Copy the listing verbatim, excluding any images found in it.
+ + + + + + +
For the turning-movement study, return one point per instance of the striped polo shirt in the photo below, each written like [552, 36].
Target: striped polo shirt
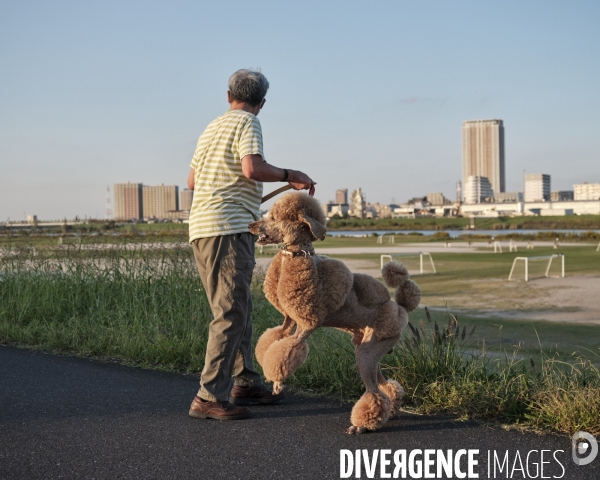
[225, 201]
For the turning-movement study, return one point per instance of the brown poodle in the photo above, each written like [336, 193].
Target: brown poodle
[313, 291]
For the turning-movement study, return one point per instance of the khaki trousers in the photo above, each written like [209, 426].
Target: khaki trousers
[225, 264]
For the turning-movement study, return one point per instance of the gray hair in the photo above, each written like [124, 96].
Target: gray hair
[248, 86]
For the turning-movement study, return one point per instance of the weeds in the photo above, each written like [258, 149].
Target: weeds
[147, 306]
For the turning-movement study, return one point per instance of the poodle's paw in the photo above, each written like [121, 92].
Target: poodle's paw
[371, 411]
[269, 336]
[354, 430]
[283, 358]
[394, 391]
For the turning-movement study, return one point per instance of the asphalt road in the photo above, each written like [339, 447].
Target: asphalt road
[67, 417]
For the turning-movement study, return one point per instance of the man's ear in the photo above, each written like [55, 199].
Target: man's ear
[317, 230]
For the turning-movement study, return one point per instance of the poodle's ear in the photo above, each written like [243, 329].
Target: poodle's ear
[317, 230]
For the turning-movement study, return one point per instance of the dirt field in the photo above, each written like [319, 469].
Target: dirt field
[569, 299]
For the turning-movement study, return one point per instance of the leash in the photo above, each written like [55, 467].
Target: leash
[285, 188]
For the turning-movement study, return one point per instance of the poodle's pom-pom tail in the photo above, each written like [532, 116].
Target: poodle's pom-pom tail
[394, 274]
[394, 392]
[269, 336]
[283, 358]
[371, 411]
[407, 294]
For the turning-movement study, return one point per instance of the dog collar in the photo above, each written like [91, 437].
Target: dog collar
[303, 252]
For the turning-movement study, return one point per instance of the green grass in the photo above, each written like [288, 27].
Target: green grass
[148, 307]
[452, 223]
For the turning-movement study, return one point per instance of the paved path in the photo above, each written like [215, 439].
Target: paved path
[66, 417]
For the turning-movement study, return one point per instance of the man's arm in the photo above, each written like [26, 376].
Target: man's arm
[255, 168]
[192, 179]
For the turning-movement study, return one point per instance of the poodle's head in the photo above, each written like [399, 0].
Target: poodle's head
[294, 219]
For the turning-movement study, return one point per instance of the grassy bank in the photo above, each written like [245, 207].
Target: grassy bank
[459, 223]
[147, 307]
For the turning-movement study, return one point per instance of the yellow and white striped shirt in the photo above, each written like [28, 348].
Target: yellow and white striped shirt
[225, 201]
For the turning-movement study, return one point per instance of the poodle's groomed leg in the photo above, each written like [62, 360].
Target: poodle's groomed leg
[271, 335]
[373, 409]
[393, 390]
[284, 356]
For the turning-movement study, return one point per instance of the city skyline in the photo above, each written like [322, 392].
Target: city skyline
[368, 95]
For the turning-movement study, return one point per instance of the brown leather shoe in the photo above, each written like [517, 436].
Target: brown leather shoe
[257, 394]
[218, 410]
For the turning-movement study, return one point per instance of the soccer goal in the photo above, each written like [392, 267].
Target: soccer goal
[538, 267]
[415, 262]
+ + + + + + +
_Written solution_
For the turning-movement study, return one point per instance of the striped polo shirt in the photo below, each written like [552, 36].
Target: striped polo shirt
[225, 201]
For the turning-movement study, return one point per instance of the brown poodle in the photo above, each written like [336, 193].
Target: brown poodle
[313, 291]
For the turning-movement study, return one point per instance of the khaki trousers in the photo above, each written like [209, 426].
Target: khaki trousers
[225, 264]
For the turning-movement study, return one point per instance of the gray hair in the photo above, each written like [124, 96].
Target: gray hair
[248, 86]
For the turning-movement study, return one point per instance of the weeds in the photo above, each written like [258, 149].
Target: weeds
[147, 306]
For the turning-movement study, return one point per instance of the poodle's paw in the photo above, each written like [121, 92].
Target: poodle's paw
[371, 411]
[269, 336]
[354, 430]
[283, 358]
[394, 391]
For the turning-movement study, return one point per instance of the asphalt road in the photo above, each written like [339, 447].
Target: asphalt road
[67, 417]
For the turning-movement study, return one point per instance of the man's ear in the photo above, each written like [55, 199].
Target: man's ear
[317, 230]
For the turning-movement study, return one point per instance of the poodle's ear in the photo above, each written like [243, 329].
Target: poodle's ear
[317, 230]
For the turning-movement study, return one point per instance of the dirt field in the photo above, each written like [319, 469].
Target: dirt field
[569, 299]
For the turning-movement study, return one point per instance of the leash in the photo above, each written like [55, 467].
Target: leash
[285, 188]
For the turning-movement study, return one point per instance of the poodle's pom-pom tail in the photo above, each written like [532, 116].
Target: poodle's pom-pom tail
[394, 274]
[394, 392]
[269, 336]
[283, 358]
[371, 411]
[407, 294]
For the turning-movement study, return one point per instance of the dog collar in the photo above, each written like [91, 437].
Target: dog collar
[303, 252]
For the turning-movement study, return one point per instance of the green grass in the photo above, each written like [288, 27].
Target: green grass
[148, 307]
[452, 223]
For the turning-movement study, return one point per instance of the paved path in the photo above, each written like [215, 439].
Target: paved path
[66, 417]
For the turning-movement study, return one point per instance of the man's arm in the photo above, each written like [26, 376].
Target: man's arm
[255, 168]
[192, 179]
For the turning-movement study, return one point per instance of the poodle's head in the photo above, each written like [399, 0].
Target: poodle's head
[294, 219]
For the turning-movement study, return one point per instance of the grassy bank in the photo above, each written like [245, 207].
Target: grassy bank
[459, 223]
[147, 307]
For the turning-movement study, return one point per instance of the yellow and white striped shirt in the photo above, each written like [28, 348].
Target: yellow and white striped shirt
[225, 201]
For the turning-movement study, return one point per instance of the poodle's groomed leg in the photo above, each written like [62, 360].
Target: poodle's groomed leg
[271, 335]
[373, 409]
[393, 390]
[284, 356]
For the turning-movement study, return one point per instance of the city skyline in the photo above, each written like [322, 392].
Target: city skyline
[368, 95]
For the turning-movement study, return one point per instance of the brown leather shoe in the photo above, each written like [517, 436].
Target: brown leather shoe
[257, 394]
[218, 410]
For the turning-movement study, return one point per instance of the soccer goal in the photo above, each written like [392, 267].
Target: soccer goal
[538, 267]
[415, 262]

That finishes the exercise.